> **Task brief**: Please recast the records below as a numbered list, beginning at the line that contains "Please indicate the water" and going through the last line of the records, with blank lines left out.
##########
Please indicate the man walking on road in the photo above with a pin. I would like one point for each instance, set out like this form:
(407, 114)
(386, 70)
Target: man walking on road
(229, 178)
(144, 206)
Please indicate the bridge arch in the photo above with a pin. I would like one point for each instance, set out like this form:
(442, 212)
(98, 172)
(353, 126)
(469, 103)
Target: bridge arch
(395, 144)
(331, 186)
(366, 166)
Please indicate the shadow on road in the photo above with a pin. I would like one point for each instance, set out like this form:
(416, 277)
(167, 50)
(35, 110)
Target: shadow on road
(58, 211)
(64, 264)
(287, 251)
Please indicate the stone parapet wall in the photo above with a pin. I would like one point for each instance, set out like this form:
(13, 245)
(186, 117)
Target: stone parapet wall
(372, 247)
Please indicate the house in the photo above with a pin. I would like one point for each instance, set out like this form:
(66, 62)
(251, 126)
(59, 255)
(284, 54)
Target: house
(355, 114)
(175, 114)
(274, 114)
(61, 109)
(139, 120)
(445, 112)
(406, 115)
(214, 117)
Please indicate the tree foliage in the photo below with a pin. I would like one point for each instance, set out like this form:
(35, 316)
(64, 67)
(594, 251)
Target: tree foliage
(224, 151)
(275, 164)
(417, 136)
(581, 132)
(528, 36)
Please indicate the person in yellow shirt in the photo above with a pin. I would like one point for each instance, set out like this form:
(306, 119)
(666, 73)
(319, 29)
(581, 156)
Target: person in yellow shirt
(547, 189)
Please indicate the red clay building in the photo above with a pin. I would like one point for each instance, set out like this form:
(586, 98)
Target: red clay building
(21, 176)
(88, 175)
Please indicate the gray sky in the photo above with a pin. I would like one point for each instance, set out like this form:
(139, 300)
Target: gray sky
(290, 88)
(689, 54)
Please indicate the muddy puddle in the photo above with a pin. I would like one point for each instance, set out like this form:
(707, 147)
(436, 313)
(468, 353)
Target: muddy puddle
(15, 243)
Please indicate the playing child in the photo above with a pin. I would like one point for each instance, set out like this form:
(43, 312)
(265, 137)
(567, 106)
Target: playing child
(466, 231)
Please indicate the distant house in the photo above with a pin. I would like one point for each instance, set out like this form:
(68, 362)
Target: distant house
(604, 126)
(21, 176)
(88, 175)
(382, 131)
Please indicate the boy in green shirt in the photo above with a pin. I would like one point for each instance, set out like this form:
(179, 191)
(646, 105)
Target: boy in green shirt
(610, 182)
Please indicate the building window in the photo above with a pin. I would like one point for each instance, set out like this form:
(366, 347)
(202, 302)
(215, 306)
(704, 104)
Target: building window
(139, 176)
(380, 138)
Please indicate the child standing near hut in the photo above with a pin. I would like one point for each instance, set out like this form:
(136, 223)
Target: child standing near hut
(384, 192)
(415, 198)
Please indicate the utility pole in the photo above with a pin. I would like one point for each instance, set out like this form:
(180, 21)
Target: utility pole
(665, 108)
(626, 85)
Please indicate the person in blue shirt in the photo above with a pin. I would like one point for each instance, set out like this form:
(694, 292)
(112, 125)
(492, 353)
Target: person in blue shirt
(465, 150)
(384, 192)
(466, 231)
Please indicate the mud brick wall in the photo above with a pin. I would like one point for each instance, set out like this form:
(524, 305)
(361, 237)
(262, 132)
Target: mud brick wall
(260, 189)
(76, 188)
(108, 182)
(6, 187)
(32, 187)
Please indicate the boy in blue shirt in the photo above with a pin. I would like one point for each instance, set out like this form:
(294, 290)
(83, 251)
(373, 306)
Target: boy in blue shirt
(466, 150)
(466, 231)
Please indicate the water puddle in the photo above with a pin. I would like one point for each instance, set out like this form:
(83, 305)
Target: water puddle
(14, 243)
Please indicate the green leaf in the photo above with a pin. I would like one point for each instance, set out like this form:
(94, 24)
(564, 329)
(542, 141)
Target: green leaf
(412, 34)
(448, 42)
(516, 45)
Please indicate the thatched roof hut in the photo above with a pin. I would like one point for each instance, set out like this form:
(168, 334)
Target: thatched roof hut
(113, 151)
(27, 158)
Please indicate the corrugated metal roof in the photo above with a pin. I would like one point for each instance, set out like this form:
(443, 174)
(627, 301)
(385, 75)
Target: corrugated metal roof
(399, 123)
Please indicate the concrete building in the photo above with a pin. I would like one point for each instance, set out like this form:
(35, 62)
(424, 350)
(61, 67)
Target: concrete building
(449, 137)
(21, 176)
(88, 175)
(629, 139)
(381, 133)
##########
> **Answer below**:
1. Please indicate the water puddle in the photo above with a pin. I would like one point for each instance, set out like this form:
2. (83, 305)
3. Target: water puddle
4. (14, 243)
5. Please indicate the green leaf in the photo above with a pin. I would like one point for each instance, set out like this form:
6. (94, 24)
7. (564, 329)
8. (542, 141)
9. Target: green leaf
10. (412, 34)
11. (448, 42)
12. (516, 45)
13. Please indicate the thatched roof hut in the photo above with a pin. I would like one point for each instance, set out like this form:
14. (168, 334)
15. Target: thatched roof hut
16. (113, 151)
17. (27, 158)
18. Please indicate the corrugated metal roof in the photo above with a pin. I would like one point for each instance, set out like this form:
19. (443, 174)
20. (627, 301)
21. (385, 75)
22. Target: corrugated metal roof
23. (399, 123)
24. Please indicate the concrete building in the photo above with a pin. I would like one point for each instance, set out like this form:
25. (35, 62)
26. (424, 350)
27. (61, 67)
28. Target: concrete building
29. (449, 137)
30. (21, 176)
31. (88, 175)
32. (629, 139)
33. (381, 133)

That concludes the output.